DATA FOR THE TASK start

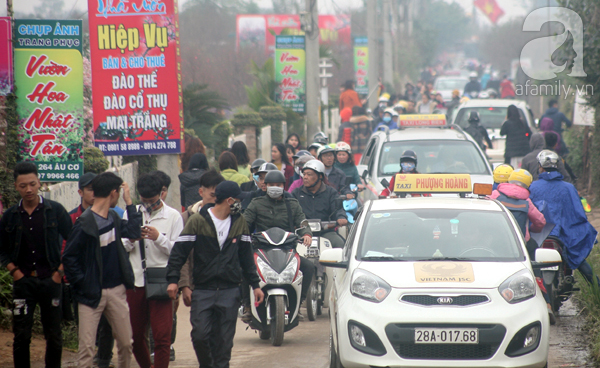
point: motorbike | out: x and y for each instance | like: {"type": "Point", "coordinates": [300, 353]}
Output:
{"type": "Point", "coordinates": [558, 280]}
{"type": "Point", "coordinates": [278, 266]}
{"type": "Point", "coordinates": [318, 293]}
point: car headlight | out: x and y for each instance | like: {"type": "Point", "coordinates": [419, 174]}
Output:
{"type": "Point", "coordinates": [367, 286]}
{"type": "Point", "coordinates": [271, 277]}
{"type": "Point", "coordinates": [518, 287]}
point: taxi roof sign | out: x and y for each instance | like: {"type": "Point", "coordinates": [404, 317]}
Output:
{"type": "Point", "coordinates": [416, 120]}
{"type": "Point", "coordinates": [432, 183]}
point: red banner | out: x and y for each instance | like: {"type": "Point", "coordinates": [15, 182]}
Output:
{"type": "Point", "coordinates": [259, 30]}
{"type": "Point", "coordinates": [136, 76]}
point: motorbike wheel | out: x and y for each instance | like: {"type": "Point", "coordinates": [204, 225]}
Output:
{"type": "Point", "coordinates": [278, 321]}
{"type": "Point", "coordinates": [312, 304]}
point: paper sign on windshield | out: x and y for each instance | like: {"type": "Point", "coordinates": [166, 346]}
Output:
{"type": "Point", "coordinates": [422, 120]}
{"type": "Point", "coordinates": [426, 272]}
{"type": "Point", "coordinates": [437, 183]}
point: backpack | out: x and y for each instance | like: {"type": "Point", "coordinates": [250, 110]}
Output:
{"type": "Point", "coordinates": [519, 209]}
{"type": "Point", "coordinates": [474, 132]}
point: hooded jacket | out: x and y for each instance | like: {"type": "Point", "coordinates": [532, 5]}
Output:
{"type": "Point", "coordinates": [517, 138]}
{"type": "Point", "coordinates": [214, 267]}
{"type": "Point", "coordinates": [536, 218]}
{"type": "Point", "coordinates": [560, 204]}
{"type": "Point", "coordinates": [82, 258]}
{"type": "Point", "coordinates": [530, 162]}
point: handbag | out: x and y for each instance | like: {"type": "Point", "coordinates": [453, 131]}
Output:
{"type": "Point", "coordinates": [155, 278]}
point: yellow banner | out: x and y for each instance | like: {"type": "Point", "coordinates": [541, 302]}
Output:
{"type": "Point", "coordinates": [426, 272]}
{"type": "Point", "coordinates": [432, 183]}
{"type": "Point", "coordinates": [422, 120]}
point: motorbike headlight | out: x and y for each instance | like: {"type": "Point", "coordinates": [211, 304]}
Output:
{"type": "Point", "coordinates": [367, 286]}
{"type": "Point", "coordinates": [518, 287]}
{"type": "Point", "coordinates": [271, 277]}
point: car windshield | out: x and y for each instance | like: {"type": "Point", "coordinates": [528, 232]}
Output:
{"type": "Point", "coordinates": [439, 234]}
{"type": "Point", "coordinates": [434, 156]}
{"type": "Point", "coordinates": [491, 117]}
{"type": "Point", "coordinates": [450, 83]}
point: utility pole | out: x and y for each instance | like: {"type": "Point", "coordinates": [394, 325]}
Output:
{"type": "Point", "coordinates": [388, 47]}
{"type": "Point", "coordinates": [313, 98]}
{"type": "Point", "coordinates": [373, 44]}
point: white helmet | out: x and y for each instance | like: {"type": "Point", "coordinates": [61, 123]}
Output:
{"type": "Point", "coordinates": [548, 159]}
{"type": "Point", "coordinates": [315, 165]}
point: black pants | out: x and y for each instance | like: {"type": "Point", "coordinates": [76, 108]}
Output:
{"type": "Point", "coordinates": [213, 317]}
{"type": "Point", "coordinates": [27, 293]}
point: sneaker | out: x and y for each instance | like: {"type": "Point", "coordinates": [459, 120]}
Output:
{"type": "Point", "coordinates": [247, 315]}
{"type": "Point", "coordinates": [551, 315]}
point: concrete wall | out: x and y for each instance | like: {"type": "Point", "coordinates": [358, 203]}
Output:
{"type": "Point", "coordinates": [66, 192]}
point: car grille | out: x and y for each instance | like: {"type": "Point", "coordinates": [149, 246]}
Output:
{"type": "Point", "coordinates": [402, 337]}
{"type": "Point", "coordinates": [460, 300]}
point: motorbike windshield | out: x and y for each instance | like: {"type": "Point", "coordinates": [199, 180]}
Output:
{"type": "Point", "coordinates": [435, 156]}
{"type": "Point", "coordinates": [439, 234]}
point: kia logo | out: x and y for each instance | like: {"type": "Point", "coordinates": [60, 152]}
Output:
{"type": "Point", "coordinates": [444, 300]}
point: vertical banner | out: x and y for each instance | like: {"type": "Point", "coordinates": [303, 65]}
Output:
{"type": "Point", "coordinates": [136, 77]}
{"type": "Point", "coordinates": [361, 65]}
{"type": "Point", "coordinates": [6, 75]}
{"type": "Point", "coordinates": [49, 80]}
{"type": "Point", "coordinates": [290, 72]}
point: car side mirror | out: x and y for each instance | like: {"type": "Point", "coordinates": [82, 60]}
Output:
{"type": "Point", "coordinates": [333, 258]}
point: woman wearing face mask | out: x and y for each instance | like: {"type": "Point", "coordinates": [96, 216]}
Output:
{"type": "Point", "coordinates": [408, 165]}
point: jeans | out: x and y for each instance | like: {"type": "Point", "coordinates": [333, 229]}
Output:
{"type": "Point", "coordinates": [27, 293]}
{"type": "Point", "coordinates": [213, 317]}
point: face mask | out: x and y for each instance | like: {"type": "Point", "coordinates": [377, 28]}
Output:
{"type": "Point", "coordinates": [235, 208]}
{"type": "Point", "coordinates": [407, 166]}
{"type": "Point", "coordinates": [274, 192]}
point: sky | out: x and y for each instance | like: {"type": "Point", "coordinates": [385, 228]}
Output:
{"type": "Point", "coordinates": [512, 8]}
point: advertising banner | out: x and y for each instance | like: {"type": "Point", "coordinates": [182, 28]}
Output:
{"type": "Point", "coordinates": [260, 30]}
{"type": "Point", "coordinates": [361, 65]}
{"type": "Point", "coordinates": [290, 72]}
{"type": "Point", "coordinates": [136, 77]}
{"type": "Point", "coordinates": [49, 80]}
{"type": "Point", "coordinates": [6, 78]}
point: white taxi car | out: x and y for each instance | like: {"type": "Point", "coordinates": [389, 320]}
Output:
{"type": "Point", "coordinates": [436, 282]}
{"type": "Point", "coordinates": [440, 148]}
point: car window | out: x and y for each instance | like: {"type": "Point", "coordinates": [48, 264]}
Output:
{"type": "Point", "coordinates": [447, 84]}
{"type": "Point", "coordinates": [427, 234]}
{"type": "Point", "coordinates": [491, 117]}
{"type": "Point", "coordinates": [435, 156]}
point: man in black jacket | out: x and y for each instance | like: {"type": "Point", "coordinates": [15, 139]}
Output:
{"type": "Point", "coordinates": [30, 245]}
{"type": "Point", "coordinates": [320, 201]}
{"type": "Point", "coordinates": [223, 254]}
{"type": "Point", "coordinates": [98, 268]}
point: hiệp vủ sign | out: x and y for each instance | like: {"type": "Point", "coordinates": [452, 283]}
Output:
{"type": "Point", "coordinates": [136, 76]}
{"type": "Point", "coordinates": [49, 79]}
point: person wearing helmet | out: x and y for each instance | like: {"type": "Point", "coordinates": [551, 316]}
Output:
{"type": "Point", "coordinates": [473, 86]}
{"type": "Point", "coordinates": [408, 165]}
{"type": "Point", "coordinates": [501, 174]}
{"type": "Point", "coordinates": [298, 165]}
{"type": "Point", "coordinates": [252, 185]}
{"type": "Point", "coordinates": [387, 120]}
{"type": "Point", "coordinates": [320, 201]}
{"type": "Point", "coordinates": [277, 210]}
{"type": "Point", "coordinates": [563, 209]}
{"type": "Point", "coordinates": [478, 132]}
{"type": "Point", "coordinates": [345, 162]}
{"type": "Point", "coordinates": [335, 177]}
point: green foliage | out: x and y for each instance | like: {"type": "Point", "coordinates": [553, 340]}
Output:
{"type": "Point", "coordinates": [262, 91]}
{"type": "Point", "coordinates": [94, 160]}
{"type": "Point", "coordinates": [8, 193]}
{"type": "Point", "coordinates": [274, 116]}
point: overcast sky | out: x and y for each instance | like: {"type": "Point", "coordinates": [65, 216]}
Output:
{"type": "Point", "coordinates": [512, 8]}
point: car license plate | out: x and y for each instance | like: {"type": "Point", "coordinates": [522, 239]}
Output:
{"type": "Point", "coordinates": [446, 336]}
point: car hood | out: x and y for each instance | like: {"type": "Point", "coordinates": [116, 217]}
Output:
{"type": "Point", "coordinates": [442, 274]}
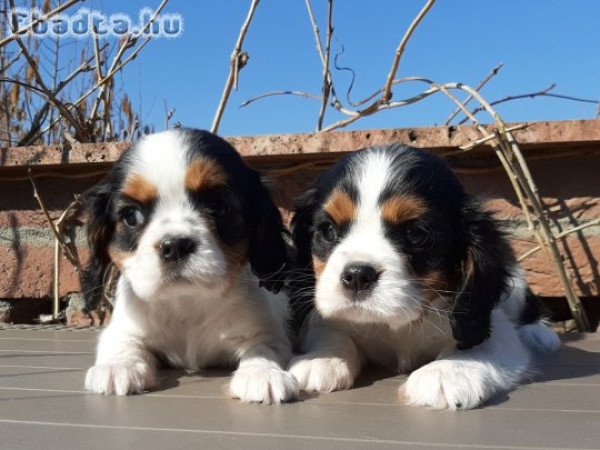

DATA FOR THE TASK end

▶ **PROBLEM STATEMENT**
Copy the data word for word, starting at the line that contains "point: car hood" and running through the end of the data. Leave out any pictures.

▶ **EXPECTED OUTPUT**
point: car hood | out: x and y for each instance | like: {"type": "Point", "coordinates": [116, 217]}
Output:
{"type": "Point", "coordinates": [442, 274]}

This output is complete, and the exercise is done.